▸ THE EXERCISE: Pull out every line in the records below that contains the word "windshield" and copy each one whole.

▸ DATASET RECORDS:
+++

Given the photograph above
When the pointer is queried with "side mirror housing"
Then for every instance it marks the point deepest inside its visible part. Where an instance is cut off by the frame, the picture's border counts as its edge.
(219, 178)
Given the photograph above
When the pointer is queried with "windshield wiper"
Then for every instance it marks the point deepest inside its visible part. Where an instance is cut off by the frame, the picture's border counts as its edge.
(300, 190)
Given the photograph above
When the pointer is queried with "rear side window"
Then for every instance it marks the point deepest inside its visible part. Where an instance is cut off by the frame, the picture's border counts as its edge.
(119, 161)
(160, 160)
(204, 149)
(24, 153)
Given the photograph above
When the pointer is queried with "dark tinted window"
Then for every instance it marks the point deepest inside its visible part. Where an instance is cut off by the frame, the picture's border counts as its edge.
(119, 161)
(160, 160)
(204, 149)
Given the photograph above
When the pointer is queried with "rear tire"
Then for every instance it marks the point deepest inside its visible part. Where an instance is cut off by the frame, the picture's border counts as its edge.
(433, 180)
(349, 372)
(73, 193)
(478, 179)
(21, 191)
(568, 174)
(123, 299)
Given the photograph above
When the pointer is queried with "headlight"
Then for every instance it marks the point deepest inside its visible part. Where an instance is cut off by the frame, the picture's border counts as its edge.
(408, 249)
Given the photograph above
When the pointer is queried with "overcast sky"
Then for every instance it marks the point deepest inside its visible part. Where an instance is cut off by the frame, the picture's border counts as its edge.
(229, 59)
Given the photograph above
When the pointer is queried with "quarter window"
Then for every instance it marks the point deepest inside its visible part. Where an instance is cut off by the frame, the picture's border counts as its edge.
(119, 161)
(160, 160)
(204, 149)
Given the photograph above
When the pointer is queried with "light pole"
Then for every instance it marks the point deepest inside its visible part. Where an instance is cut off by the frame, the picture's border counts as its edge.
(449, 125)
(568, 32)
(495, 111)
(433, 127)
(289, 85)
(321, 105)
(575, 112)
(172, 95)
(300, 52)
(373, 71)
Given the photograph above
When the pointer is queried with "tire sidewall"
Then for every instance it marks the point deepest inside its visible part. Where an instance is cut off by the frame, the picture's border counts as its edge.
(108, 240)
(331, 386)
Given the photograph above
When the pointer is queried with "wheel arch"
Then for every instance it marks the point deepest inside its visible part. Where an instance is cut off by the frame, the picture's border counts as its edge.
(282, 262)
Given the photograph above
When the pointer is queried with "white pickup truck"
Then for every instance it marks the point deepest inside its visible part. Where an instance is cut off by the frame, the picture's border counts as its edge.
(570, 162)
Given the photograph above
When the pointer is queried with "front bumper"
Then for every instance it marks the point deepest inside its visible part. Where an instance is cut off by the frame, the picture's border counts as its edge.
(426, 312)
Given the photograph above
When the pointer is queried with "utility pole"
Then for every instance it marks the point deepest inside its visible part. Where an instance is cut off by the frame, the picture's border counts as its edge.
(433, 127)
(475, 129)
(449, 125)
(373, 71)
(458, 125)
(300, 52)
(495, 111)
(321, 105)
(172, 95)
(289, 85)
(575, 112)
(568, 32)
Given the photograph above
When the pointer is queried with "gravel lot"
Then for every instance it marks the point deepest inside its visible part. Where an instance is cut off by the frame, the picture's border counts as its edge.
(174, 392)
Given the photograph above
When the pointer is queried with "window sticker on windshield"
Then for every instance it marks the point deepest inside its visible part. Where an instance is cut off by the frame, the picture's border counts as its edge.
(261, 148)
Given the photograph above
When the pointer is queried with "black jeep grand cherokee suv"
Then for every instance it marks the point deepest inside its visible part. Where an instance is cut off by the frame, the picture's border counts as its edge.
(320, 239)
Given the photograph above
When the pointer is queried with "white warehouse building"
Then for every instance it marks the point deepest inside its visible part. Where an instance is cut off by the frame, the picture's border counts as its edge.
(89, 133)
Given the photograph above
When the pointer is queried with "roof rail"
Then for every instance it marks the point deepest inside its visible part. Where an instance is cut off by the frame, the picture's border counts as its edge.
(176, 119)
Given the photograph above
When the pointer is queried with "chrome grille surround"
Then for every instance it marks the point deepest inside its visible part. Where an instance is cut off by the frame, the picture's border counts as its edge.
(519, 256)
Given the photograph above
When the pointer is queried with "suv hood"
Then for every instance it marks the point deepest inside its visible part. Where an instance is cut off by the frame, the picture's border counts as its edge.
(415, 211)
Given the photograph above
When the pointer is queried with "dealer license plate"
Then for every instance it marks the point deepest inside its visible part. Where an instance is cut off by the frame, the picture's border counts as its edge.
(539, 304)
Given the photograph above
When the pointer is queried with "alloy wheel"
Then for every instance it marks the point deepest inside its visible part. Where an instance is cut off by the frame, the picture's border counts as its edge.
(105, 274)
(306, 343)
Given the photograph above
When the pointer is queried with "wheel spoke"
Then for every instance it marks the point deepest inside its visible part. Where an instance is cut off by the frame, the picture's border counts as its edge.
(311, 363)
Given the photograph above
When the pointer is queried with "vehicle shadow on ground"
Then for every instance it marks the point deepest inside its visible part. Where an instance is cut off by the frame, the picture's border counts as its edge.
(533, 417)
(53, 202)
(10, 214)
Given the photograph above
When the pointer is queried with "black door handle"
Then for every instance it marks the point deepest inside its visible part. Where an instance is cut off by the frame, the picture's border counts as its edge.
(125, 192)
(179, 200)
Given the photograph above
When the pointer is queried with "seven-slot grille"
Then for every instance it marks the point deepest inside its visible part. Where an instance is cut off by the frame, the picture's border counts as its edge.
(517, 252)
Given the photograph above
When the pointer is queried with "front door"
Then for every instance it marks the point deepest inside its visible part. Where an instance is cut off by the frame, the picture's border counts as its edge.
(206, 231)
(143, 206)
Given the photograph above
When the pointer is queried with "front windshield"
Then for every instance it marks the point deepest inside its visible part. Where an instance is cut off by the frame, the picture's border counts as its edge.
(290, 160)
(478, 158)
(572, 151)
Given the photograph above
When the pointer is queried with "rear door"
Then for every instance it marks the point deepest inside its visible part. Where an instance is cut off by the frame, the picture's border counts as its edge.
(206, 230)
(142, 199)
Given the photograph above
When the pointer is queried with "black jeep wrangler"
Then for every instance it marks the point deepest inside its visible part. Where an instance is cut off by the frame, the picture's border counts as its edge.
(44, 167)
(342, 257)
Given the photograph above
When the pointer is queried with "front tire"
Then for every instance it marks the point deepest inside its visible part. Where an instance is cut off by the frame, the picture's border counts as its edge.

+++

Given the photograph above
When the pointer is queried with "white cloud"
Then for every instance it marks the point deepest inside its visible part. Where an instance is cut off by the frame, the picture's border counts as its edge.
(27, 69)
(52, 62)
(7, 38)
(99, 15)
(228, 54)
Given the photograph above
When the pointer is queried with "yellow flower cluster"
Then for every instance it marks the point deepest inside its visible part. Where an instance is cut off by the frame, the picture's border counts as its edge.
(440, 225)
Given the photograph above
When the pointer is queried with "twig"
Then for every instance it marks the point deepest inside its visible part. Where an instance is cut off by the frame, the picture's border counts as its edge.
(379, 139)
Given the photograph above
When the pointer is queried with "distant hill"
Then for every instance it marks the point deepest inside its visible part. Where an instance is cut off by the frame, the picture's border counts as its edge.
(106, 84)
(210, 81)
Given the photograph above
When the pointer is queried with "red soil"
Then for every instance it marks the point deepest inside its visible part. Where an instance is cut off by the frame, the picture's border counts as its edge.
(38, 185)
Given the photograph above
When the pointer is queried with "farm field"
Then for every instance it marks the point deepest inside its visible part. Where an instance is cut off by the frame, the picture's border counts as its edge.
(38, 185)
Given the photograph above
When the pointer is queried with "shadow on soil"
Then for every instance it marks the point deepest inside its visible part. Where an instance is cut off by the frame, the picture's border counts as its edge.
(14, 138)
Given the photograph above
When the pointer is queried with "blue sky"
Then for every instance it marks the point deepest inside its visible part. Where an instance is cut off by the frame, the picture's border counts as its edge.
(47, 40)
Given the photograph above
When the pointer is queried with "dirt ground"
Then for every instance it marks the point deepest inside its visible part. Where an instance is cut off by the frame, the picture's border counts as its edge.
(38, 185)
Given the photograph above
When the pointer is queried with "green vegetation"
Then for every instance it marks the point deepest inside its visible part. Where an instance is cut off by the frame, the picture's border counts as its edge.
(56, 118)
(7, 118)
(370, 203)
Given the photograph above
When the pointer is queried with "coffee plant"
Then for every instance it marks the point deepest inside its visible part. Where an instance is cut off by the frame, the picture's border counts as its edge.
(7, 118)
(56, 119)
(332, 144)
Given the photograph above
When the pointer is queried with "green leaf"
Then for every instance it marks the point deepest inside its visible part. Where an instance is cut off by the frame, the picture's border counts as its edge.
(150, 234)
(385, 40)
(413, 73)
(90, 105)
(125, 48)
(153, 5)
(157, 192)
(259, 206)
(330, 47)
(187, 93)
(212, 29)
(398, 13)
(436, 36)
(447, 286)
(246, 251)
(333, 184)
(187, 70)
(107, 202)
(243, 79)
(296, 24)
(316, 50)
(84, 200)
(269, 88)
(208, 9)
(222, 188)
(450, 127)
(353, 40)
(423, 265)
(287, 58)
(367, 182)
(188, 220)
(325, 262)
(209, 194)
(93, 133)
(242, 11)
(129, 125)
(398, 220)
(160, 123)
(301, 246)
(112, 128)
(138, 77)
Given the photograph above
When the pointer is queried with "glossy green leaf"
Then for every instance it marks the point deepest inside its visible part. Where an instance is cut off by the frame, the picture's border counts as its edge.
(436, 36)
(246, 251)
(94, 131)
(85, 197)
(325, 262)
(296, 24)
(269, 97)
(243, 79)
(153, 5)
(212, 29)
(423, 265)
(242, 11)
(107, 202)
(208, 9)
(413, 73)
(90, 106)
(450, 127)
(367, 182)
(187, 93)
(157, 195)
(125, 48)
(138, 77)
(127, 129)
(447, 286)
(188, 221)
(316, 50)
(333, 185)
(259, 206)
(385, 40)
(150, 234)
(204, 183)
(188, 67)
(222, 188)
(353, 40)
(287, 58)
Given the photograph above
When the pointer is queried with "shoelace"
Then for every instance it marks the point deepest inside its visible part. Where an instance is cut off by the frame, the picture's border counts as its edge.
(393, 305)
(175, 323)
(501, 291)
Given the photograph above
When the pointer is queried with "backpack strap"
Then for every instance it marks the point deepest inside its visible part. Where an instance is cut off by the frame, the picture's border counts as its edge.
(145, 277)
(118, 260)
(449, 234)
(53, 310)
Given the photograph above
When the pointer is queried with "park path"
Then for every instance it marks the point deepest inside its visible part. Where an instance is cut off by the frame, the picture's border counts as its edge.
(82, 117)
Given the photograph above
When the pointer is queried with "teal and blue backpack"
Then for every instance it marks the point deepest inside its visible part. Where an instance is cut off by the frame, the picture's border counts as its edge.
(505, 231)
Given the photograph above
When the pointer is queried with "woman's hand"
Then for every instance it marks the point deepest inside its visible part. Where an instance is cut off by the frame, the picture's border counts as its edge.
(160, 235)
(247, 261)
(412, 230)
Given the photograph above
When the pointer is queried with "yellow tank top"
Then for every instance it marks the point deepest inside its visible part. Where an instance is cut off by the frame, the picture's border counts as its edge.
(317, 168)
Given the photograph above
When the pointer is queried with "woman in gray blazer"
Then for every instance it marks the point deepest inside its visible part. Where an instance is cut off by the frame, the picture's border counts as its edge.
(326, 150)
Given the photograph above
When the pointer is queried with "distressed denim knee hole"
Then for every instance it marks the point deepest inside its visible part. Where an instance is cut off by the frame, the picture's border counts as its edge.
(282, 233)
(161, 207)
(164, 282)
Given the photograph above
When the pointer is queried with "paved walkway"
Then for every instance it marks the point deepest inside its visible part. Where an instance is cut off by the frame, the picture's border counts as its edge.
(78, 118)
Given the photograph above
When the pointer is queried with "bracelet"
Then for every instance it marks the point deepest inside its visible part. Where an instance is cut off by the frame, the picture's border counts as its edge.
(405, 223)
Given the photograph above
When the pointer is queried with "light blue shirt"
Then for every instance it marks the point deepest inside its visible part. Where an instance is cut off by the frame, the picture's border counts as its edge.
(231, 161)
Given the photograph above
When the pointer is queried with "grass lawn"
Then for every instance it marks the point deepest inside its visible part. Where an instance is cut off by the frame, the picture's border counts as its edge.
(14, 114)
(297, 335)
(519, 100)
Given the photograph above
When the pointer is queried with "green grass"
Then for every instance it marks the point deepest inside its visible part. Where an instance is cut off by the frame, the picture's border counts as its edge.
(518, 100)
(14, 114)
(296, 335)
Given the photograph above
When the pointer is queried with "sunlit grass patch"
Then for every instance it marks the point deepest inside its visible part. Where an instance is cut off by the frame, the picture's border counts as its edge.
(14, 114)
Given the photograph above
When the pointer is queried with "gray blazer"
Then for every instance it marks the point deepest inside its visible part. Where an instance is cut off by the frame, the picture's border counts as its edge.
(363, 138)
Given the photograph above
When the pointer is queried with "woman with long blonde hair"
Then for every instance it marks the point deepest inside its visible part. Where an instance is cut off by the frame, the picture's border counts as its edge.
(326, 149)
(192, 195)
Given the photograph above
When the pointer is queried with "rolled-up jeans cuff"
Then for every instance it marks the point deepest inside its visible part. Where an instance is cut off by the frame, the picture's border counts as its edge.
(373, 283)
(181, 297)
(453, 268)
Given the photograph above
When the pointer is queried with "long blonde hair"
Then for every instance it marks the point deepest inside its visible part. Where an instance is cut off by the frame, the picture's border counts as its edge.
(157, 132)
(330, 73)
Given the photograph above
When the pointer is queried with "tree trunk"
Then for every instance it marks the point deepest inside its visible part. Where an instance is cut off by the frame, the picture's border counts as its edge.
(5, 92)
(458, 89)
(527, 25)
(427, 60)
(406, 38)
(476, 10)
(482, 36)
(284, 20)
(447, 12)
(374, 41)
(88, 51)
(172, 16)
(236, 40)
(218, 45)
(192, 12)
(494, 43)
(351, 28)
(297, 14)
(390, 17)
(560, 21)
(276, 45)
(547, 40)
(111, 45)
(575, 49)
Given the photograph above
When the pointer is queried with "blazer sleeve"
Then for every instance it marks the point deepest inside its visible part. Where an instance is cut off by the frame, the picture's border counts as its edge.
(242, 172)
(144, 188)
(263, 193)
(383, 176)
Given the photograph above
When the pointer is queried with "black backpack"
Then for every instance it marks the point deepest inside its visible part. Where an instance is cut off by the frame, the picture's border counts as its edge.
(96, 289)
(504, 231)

+++

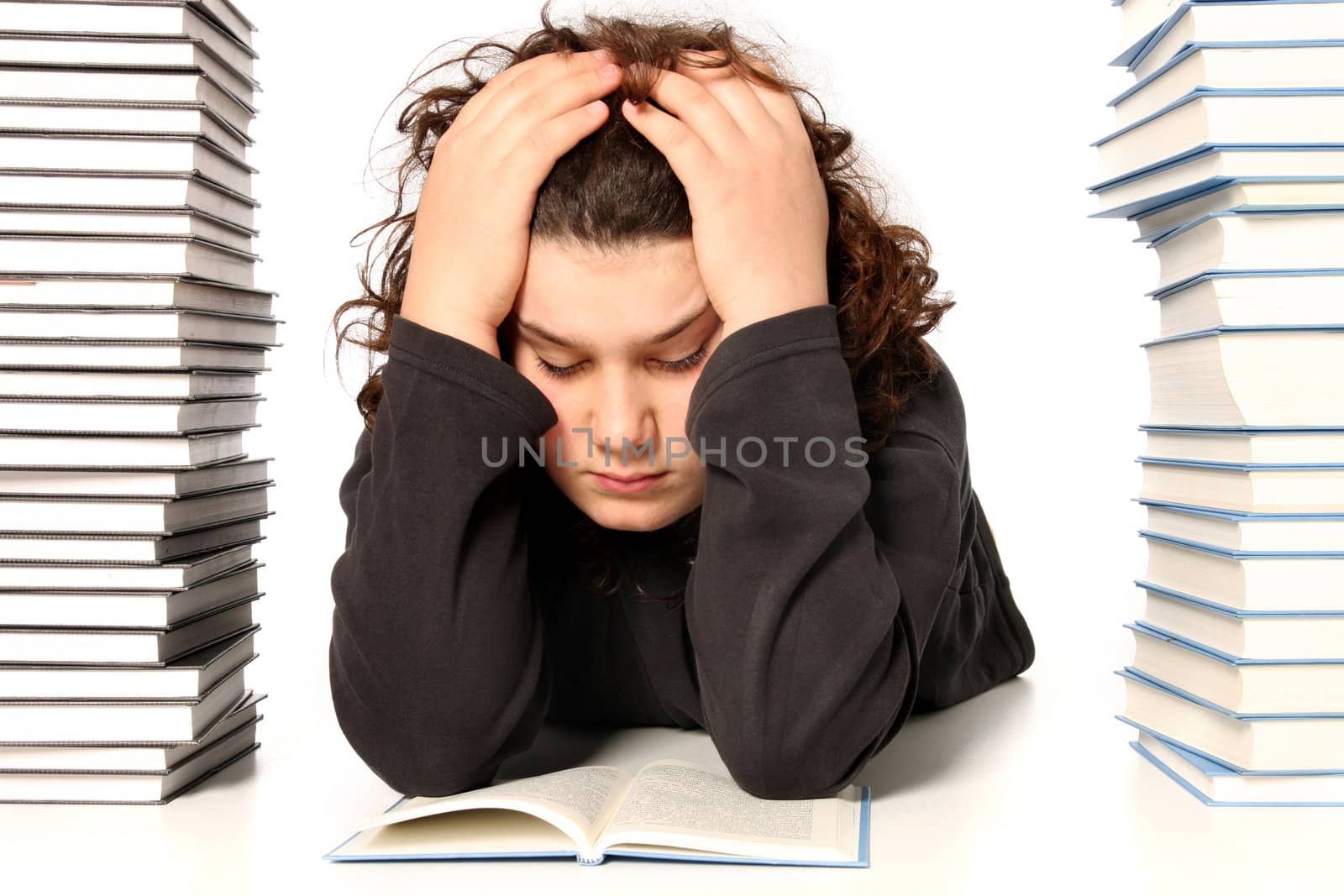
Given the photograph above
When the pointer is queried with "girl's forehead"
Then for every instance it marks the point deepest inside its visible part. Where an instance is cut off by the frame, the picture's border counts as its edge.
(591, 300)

+++

▸ RESPONSE TO THIS TASK:
When the pointer is queried with "windshield wiper"
When the pointer is queried with "window sticker on windshield"
When the pointer is queried with "front windshield"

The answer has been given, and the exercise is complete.